:: What to do ::
Which lines in the records below contain the word "every"? Copy each one out.

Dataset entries
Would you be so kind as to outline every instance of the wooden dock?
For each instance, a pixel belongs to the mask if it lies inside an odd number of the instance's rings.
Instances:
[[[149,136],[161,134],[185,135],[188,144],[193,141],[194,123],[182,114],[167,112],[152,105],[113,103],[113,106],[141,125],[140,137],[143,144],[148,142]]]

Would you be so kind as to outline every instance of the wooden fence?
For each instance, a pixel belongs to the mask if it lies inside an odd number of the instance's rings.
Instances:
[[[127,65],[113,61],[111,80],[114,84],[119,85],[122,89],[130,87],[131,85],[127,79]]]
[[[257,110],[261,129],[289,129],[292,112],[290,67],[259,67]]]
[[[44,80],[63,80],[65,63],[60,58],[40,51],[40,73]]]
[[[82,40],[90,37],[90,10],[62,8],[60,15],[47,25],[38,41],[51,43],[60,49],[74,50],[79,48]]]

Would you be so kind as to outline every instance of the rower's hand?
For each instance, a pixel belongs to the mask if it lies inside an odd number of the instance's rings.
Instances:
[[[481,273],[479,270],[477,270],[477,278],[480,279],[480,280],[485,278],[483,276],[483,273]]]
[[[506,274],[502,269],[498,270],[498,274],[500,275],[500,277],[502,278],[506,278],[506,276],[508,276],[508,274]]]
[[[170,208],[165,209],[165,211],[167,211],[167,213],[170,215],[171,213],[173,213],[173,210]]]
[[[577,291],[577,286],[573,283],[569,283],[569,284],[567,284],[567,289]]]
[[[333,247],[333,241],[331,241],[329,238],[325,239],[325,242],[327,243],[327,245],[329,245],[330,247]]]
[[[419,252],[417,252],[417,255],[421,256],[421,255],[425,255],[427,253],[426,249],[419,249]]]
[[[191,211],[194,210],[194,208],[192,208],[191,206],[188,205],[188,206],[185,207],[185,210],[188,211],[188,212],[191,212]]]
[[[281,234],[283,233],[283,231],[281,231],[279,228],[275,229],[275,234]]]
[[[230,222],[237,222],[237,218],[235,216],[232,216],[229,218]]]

:: Task output ::
Would you be so kind as to outline every instance of the wooden dock?
Would you be so kind as to outline every instance of the wooden fence?
Would you be so kind as to outline every instance of the rower's hand?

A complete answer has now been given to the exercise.